(ТЕКСТ УПРАЖНЕНИЯ)
################

Наш первый совместный отпуск начался 4 сентября 1909 г., мы провели его в Риве. Кафка, мой брат Отто и я немало часов провели на маленьком пляже, под дорогой Понале, на курорте Мадоннина. Когда я вернулся в Риву после войны, я больше не увидел ни чудесных зеленых садов, ни ящериц, бегавших по песчаным дорожкам, которые вели от забитой автомобилями пыльной дороги к веявшим прохладой минеральным источникам. Незабвенное скромное курортное место за величавыми отвесными скалами! Я посвятил ему столько стихотворений! Мы были гостями в этом тихом южном местечке. Никогда юг не казался нам таким привлекательным. Кафка позднее снова посетил Риву, но тогда он уже жил там один. Это было в 1913 г., после первой большой неудачи в любви. Тогда он поселился в Гартунгенском санатории на другом берегу озера.

В 1909 г. мы отдыхали очень хорошо. И даже встречи и дискуссии с поэтом и певцом природы Далаго, когда он посещал те же купальни, что и мы, не могли нарушить нашего спокойствия. Опыт путешествий моего брата, который был гораздо более сведущ в практических делах, чем я, помог нам выбраться из многих трудных ситуаций. Мой брат, можно сказать, «открыл» для нас Риву за год до описываемых событий, а в тот год нашел легчайший путь для того, чтобы мы могли отдохнуть как можно интересней. На одной фотографии Франц стоит под колоннами замка Тоблино, на другой он сидит вместе с моим братом на мраморной плите возле берега озера.

В идиллию курорта Мадоннины ворвалась газетная статья – мы, конечно, тогда ничего не читали, кроме некоторых итальянских газет, выходящих в Риве, – о первых полетах над Брешией. Мы до этого никогда не видели самолетов и решили, несмотря на скудные средства, поехать в Брешию. Кафка был восприимчивее других к новому, и это доказывает, как не правы те, кто считает, что он жил в башне из слоновой кости и был погружен в мир фантазий, и полагает, будто он занимался лишь религиозными размышлениями. Кафка был совершенно другим, интересовался всем новым, в том числе современными техническими новшествами. Например, вначале он горячо увлекался кинематографом. Он никогда горделиво не замыкался в себе – даже в случае грубых нападок сторонников современных течений он терпеливо пытался найти им объяснение с неиссякаемой любознательностью, продолжая верить в здравый человеческий рассудок. Никогда в самолюбивой обособленности он не отвергал внешнего, земного, организованного мира. Его отталкивало грязное, аморальное – оно просто не интересовало его. У него был удивительный дар считать это скучным. Например, мне так и не удалось убедить его прочитать больше одной или двух строк из Казановы, которого я оценивал гораздо выше, чем он того заслуживал, и считал, что его следует читать.

################

(ФРАГМЕНТЫ ДАННЫХ)
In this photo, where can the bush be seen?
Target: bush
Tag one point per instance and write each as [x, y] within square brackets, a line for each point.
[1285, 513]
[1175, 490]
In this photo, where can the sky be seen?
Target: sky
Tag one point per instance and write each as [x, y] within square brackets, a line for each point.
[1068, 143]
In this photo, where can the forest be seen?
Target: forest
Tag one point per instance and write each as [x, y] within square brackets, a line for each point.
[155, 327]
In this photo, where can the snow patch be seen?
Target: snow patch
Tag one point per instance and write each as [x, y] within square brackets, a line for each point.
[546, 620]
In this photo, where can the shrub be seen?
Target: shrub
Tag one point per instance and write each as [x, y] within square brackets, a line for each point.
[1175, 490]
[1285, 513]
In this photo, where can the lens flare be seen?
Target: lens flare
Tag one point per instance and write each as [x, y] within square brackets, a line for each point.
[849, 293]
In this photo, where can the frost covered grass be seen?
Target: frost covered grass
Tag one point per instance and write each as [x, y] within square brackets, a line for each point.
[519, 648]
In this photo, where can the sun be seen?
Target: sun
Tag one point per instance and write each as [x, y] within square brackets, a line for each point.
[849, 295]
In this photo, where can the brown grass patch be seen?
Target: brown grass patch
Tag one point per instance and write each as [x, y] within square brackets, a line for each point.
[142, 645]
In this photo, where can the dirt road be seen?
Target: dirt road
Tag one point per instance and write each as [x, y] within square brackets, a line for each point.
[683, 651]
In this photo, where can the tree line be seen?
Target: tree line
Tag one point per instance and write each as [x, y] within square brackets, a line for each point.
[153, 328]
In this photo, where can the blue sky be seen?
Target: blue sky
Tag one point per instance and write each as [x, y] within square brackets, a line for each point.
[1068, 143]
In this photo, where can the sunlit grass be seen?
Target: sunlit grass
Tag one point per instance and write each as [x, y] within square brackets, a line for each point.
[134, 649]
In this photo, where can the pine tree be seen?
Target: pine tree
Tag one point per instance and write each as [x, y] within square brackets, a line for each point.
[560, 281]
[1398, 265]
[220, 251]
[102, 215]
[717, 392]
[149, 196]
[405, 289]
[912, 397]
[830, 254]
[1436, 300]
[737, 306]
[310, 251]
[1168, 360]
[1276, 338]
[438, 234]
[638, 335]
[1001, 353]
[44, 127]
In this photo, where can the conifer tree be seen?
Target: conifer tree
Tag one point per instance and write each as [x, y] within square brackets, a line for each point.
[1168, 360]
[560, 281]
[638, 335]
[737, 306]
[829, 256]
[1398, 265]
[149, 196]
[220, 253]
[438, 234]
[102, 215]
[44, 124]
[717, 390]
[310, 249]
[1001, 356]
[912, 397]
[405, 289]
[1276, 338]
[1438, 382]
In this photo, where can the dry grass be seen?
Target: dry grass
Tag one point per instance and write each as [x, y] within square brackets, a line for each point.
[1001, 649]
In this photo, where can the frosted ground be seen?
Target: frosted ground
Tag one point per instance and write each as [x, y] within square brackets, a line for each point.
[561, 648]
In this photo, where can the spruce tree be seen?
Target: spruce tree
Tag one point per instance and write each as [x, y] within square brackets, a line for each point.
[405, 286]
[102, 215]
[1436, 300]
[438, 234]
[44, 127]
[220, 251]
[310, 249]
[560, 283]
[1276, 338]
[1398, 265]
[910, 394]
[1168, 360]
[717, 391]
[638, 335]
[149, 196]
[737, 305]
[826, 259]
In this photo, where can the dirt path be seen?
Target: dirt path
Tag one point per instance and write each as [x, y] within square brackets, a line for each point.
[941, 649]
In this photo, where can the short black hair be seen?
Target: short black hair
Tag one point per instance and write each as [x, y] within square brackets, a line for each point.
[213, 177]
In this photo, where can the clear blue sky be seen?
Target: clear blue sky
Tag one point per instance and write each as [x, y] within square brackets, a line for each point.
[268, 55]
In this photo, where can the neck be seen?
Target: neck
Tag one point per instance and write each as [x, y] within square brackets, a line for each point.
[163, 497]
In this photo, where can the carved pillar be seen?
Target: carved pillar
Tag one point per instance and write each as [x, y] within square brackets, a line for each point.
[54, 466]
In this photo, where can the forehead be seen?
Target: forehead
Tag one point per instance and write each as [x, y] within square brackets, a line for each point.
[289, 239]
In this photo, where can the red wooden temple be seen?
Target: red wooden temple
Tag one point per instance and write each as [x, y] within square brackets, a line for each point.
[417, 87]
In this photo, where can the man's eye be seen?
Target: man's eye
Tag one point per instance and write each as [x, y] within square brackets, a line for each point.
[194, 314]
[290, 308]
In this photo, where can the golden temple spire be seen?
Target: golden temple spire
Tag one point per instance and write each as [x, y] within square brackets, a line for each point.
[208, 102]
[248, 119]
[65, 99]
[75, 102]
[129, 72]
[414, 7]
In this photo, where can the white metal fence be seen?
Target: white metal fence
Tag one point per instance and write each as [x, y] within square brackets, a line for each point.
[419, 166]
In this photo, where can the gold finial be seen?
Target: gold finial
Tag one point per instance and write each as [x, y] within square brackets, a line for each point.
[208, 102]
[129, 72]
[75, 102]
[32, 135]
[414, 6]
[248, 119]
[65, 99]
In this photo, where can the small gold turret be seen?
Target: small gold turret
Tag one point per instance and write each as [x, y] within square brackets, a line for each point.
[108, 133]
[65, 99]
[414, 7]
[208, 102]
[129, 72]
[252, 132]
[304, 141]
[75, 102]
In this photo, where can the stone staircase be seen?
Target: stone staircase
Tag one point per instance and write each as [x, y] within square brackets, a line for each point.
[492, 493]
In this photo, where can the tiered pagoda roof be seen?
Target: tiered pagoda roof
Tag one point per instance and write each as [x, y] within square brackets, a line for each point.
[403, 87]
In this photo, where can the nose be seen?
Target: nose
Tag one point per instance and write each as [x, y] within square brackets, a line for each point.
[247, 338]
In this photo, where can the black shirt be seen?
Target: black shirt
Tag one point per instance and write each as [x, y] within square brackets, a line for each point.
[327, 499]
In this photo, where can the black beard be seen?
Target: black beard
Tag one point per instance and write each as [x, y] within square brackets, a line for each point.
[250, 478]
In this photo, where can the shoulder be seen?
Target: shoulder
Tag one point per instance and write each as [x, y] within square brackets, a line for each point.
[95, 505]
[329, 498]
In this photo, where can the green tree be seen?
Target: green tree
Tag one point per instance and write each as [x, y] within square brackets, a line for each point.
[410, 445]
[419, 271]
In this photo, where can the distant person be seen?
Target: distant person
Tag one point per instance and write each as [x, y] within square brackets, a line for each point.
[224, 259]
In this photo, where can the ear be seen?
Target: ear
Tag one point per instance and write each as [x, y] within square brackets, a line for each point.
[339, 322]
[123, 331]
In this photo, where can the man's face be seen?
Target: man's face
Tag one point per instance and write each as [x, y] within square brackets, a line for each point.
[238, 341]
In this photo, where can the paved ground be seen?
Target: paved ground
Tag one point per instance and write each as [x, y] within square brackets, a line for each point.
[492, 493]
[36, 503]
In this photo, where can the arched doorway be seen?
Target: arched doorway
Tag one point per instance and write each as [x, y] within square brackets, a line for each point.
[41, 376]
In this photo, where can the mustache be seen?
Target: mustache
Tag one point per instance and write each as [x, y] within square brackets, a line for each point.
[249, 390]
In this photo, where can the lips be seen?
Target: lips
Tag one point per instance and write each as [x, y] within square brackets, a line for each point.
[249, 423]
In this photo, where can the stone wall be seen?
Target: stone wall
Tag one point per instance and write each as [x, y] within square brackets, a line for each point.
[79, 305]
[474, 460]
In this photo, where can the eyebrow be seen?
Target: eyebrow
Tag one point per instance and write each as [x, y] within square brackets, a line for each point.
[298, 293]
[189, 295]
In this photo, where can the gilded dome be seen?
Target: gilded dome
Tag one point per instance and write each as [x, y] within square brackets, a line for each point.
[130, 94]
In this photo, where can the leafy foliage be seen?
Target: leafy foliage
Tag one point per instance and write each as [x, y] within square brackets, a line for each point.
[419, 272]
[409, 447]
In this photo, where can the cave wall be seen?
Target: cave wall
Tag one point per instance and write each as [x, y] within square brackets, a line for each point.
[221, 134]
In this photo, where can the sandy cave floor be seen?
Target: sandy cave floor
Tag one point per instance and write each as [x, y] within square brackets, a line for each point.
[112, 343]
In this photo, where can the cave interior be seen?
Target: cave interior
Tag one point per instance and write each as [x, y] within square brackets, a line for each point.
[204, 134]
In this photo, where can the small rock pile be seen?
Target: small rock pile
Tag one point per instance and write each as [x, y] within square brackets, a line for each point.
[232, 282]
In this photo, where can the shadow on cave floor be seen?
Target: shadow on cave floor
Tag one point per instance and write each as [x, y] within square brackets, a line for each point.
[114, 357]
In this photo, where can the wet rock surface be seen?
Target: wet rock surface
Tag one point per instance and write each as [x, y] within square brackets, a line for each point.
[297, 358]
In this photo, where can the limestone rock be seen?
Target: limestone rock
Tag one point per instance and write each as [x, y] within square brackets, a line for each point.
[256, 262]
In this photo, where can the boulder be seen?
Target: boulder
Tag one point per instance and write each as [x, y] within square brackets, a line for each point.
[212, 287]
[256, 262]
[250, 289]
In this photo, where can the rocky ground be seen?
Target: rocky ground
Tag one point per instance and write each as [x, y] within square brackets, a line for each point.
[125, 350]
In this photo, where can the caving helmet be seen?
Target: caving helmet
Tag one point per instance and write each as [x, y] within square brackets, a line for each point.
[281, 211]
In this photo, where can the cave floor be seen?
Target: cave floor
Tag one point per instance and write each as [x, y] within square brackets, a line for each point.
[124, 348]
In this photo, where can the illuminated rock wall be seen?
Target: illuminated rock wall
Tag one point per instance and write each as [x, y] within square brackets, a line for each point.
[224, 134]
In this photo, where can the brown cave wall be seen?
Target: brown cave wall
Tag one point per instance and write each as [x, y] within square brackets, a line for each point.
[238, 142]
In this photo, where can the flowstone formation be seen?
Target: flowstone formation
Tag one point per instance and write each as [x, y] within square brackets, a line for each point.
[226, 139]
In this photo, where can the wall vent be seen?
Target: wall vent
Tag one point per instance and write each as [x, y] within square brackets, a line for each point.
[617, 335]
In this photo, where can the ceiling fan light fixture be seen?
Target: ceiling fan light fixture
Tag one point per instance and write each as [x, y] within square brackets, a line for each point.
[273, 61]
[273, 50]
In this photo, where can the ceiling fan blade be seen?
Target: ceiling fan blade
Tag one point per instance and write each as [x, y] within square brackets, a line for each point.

################

(ЧАСТИ ЗАДАНИЯ)
1 – Где поселился Кафка, когда в 1913 г. снова приехал в Риву, согласно тексту о Кафке?
2 – Продолжите текст о Кафке, начиная сразу после его последнего предложения.

(ПРОНУМЕРОВАННЫЕ ОТВЕТЫ)
1 – В Гартунгенском санатории на другом берегу озера.

2 –
Брешия была переполнена людьми. Несмотря на то что мы переживали за сохранность наших денег, нам в конце концов пришлось заночевать в комнате, которая показалась убежищем воров. Может быть, меня обманывает память, но мне кажется, в этой комнате была большая дыра в полу. Мы натерпелись в ту ночь страху. Зато на следующий день на залитом ярким солнцем аэродроме мы смеялись над нашими ночными злоключениями. Признаюсь, что, когда мы возвращались обратно, проведя ночь в Десензано, на улице за нами погнались фанаты, которые прятали за спинами сотни изображений святых, и мы, дрожа, отсиживались на лавочках около озера, дожидаясь рассвета. Так мы путешествовали в те дни – не зная первоклассных отелей, в состоянии беззаботного счастья.

Мы отдыхали в интересное время. Рива принадлежала Австрии, Брешия была итальянской. Ходили слухи о том, что в Монте-Брионе, неподалеку от Ривы, есть подземные убежища, но никто не воспринимал этого всерьез. Война казалась некой фантастической идеей, вроде философского камня, и, пересекая границу, мы об этом не задумывались.

Первые полеты произвели на нас огромное впечатление. Я сказал Францу, что ему следует немедленно обобщить впечатления об увиденном и написать статью. Я предложил устроить спортивное соревнование между нами, и ему эта идея понравилась. Я тоже собирался написать статью, и мы условились соревноваться, кто напишет удачнее. Надо сказать, что мы с Кафкой нередко затевали подобного рода игры. Например, во время этой экскурсии на аэродром мы договорились скрывать наши впечатления, и только в конце можно было поговорить об увиденном.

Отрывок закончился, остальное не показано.